-- Opening Marker --

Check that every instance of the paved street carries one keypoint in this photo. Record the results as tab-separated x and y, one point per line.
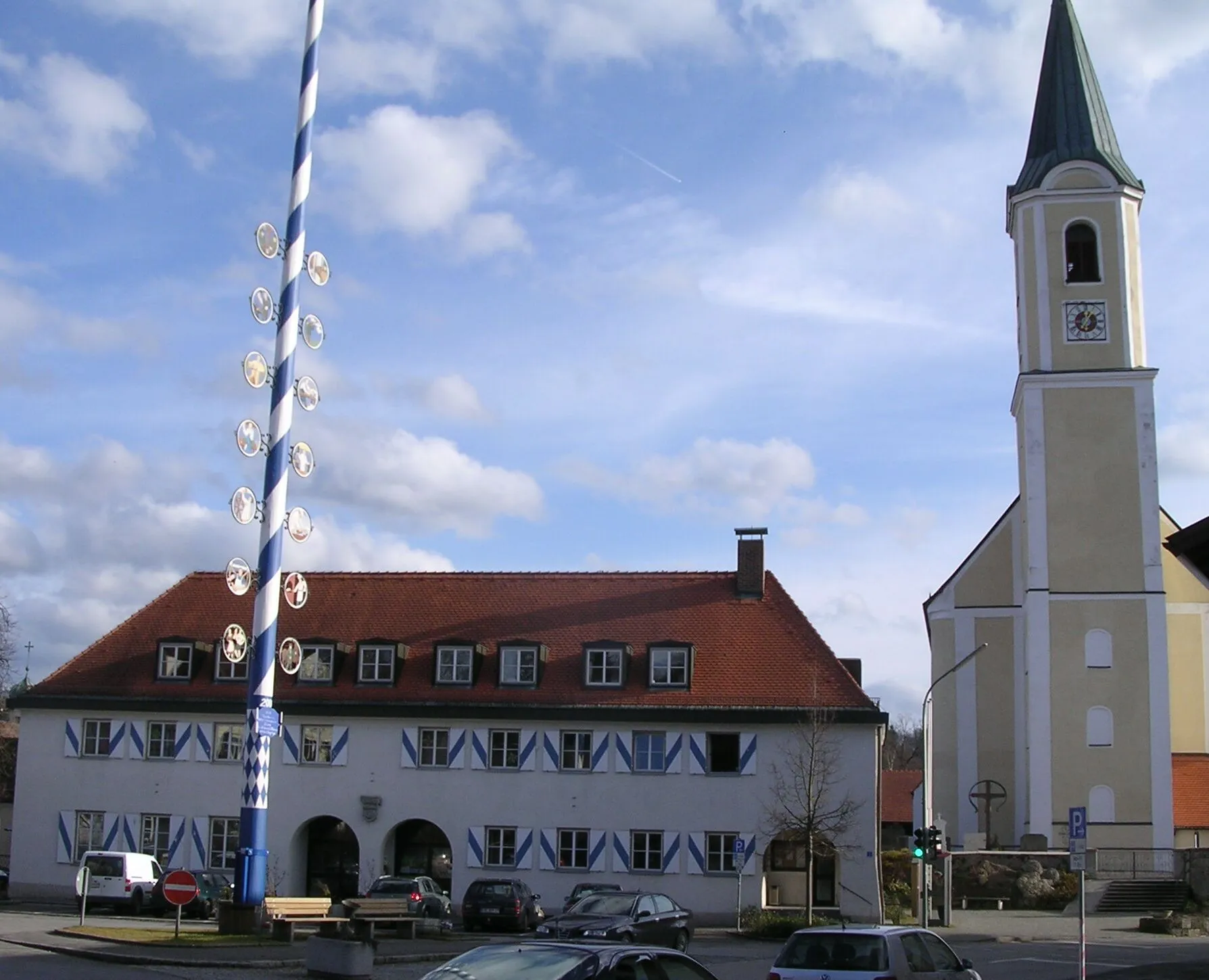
1049	956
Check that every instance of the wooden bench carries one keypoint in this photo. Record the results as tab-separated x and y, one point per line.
365	914
283	914
999	903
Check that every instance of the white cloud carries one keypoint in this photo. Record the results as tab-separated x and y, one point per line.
452	397
377	67
402	171
76	121
233	33
428	483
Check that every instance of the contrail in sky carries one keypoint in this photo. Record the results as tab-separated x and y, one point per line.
644	160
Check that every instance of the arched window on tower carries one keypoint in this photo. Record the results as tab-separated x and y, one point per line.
1099	726
1101	806
1083	253
1098	647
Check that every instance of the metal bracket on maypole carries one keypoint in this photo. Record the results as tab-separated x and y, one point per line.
262	720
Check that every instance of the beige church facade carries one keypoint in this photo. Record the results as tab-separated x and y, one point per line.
1097	626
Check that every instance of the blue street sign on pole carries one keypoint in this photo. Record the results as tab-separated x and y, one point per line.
1078	823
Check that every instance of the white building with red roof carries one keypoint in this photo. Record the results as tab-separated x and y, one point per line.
549	726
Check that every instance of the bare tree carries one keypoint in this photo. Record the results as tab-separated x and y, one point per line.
809	803
903	748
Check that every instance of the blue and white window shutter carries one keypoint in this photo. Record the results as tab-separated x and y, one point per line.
138	734
457	748
204	751
291	737
339	745
474	845
409	756
72	736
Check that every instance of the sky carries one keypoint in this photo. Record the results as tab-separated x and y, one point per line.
610	279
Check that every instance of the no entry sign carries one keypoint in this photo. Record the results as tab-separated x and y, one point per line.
179	887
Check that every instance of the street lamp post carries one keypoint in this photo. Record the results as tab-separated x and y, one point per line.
262	722
926	787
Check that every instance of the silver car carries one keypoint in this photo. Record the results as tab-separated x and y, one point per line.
870	952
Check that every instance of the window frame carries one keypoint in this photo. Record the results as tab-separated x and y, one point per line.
377	650
604	668
230	831
709	754
647	851
434	749
504	749
648	753
159	826
455	651
573	848
502	848
571	745
317	742
313	653
96	737
231	728
96	831
719	852
160	741
519	651
686	668
176	645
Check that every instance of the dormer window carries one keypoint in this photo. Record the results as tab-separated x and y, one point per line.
670	666
1083	253
376	663
455	664
604	666
176	661
318	663
518	664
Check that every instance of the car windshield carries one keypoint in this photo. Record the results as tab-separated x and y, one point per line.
518	963
393	887
102	866
604	904
838	952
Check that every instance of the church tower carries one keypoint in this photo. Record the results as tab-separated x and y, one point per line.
1069	703
1097	722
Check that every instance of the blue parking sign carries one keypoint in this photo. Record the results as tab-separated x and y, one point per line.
1078	823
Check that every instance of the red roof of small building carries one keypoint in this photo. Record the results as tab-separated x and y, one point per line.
897	787
749	653
1190	791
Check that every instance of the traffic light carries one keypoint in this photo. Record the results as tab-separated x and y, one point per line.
920	851
935	843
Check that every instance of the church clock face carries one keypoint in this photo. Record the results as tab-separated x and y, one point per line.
1086	321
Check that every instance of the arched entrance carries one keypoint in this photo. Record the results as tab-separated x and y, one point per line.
333	860
422	848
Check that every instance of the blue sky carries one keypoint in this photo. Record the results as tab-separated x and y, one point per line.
610	279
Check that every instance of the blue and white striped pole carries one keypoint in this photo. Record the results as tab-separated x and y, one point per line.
252	866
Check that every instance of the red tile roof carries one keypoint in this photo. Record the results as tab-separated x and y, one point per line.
749	653
897	787
1190	791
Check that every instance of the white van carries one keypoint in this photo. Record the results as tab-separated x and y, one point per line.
121	879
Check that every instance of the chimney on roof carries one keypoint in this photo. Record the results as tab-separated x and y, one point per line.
750	576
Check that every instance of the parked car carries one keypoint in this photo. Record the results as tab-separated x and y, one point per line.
625	916
423	897
212	888
120	879
586	888
873	952
571	961
500	903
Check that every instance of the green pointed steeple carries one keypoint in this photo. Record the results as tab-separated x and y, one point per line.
1070	120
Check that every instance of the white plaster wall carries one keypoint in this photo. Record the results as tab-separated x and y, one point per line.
47	782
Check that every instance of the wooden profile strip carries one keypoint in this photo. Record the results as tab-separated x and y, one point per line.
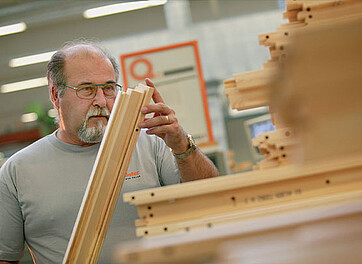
107	176
315	4
201	244
212	221
331	13
212	185
254	196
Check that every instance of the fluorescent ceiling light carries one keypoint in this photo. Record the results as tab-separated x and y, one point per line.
32	59
29	117
248	112
17	86
12	29
121	7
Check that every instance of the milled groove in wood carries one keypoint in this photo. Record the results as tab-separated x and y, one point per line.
188	209
222	219
107	177
240	180
196	244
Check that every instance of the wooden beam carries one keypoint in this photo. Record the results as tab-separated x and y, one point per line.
201	246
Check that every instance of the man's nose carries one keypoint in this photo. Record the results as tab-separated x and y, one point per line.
99	99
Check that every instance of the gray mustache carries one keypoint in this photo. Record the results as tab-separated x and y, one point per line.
96	111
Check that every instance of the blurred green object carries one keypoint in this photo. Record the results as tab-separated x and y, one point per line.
46	123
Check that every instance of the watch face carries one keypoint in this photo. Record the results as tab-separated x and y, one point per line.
191	140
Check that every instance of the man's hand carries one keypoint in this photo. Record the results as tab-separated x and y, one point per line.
164	123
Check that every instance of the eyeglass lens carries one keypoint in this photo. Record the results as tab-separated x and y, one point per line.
89	91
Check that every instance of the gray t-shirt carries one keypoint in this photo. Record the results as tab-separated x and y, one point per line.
42	187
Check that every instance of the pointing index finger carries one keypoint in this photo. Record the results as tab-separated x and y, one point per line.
157	98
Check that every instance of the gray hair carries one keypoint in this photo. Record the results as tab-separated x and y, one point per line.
55	72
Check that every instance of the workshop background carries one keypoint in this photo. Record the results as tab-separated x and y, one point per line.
226	32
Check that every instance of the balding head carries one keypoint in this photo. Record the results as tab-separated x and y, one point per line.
56	65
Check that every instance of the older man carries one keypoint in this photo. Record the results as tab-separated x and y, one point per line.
42	186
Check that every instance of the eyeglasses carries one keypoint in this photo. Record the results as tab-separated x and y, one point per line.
89	91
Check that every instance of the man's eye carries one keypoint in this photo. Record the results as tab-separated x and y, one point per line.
87	88
108	87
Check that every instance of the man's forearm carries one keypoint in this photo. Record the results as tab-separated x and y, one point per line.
196	166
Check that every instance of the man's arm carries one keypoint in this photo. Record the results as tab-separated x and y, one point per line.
165	125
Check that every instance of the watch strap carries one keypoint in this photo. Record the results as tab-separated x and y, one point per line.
192	148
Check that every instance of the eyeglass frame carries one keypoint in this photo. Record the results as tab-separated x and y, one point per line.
119	87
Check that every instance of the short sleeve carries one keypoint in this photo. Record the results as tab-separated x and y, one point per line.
11	220
167	166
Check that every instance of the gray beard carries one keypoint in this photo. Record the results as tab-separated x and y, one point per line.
93	134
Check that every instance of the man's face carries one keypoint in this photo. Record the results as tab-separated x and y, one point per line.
82	119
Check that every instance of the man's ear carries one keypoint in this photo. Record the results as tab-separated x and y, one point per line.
54	96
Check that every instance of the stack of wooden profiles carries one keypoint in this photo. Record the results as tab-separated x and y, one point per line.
321	230
302	16
278	147
210	202
107	176
316	94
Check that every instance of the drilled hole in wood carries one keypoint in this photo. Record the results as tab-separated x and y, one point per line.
133	257
168	251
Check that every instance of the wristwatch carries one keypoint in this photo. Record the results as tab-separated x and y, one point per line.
192	148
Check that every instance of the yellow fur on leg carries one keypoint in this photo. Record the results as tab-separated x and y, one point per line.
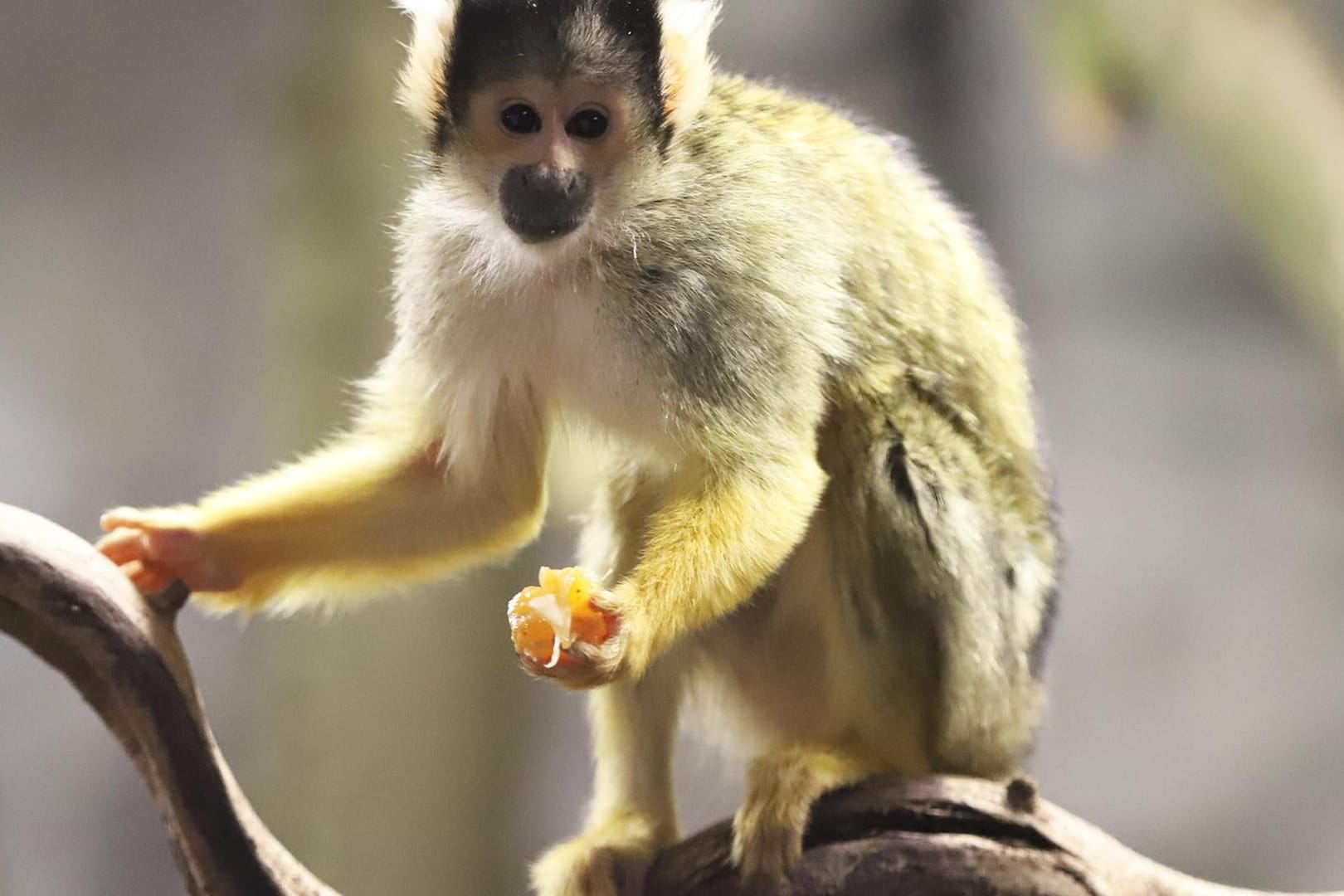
710	547
782	787
608	860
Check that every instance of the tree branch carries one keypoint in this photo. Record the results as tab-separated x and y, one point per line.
940	835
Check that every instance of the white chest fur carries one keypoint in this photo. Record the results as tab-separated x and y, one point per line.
483	310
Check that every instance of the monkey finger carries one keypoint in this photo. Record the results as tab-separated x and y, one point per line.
121	518
121	546
147	577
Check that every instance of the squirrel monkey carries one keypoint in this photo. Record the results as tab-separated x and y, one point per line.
823	500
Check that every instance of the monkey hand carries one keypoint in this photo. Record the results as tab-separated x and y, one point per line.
156	547
570	629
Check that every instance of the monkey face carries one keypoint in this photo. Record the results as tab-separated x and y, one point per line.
548	149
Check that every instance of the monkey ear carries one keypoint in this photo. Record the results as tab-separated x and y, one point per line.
424	89
687	65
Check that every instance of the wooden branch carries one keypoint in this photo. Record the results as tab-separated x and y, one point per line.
937	835
73	607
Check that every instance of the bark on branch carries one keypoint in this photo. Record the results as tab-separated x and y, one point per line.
940	835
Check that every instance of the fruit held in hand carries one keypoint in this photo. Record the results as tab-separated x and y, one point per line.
548	618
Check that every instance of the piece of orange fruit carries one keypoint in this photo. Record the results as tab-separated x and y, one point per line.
548	618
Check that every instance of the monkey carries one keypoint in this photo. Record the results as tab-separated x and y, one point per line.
823	505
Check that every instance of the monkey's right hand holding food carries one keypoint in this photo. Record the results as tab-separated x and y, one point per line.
557	625
156	547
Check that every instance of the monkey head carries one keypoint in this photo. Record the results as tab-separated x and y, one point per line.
546	116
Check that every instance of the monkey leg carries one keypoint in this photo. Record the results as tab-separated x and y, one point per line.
782	787
632	815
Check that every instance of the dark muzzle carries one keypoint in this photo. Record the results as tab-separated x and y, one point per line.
542	202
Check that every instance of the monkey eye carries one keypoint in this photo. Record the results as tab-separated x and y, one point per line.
587	124
520	119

-- Closing Marker --

## DESCRIPTION OF THE TASK
Reproduce the line containing "Check that every instance of the monkey eye" and every line after it. Stop at the last line of the records, and add nothing.

## COMPLETED TASK
Check that every instance of the monkey eye carries one keypoint in this photo. Record the results as tab-separated x and y, one point per line.
587	124
520	119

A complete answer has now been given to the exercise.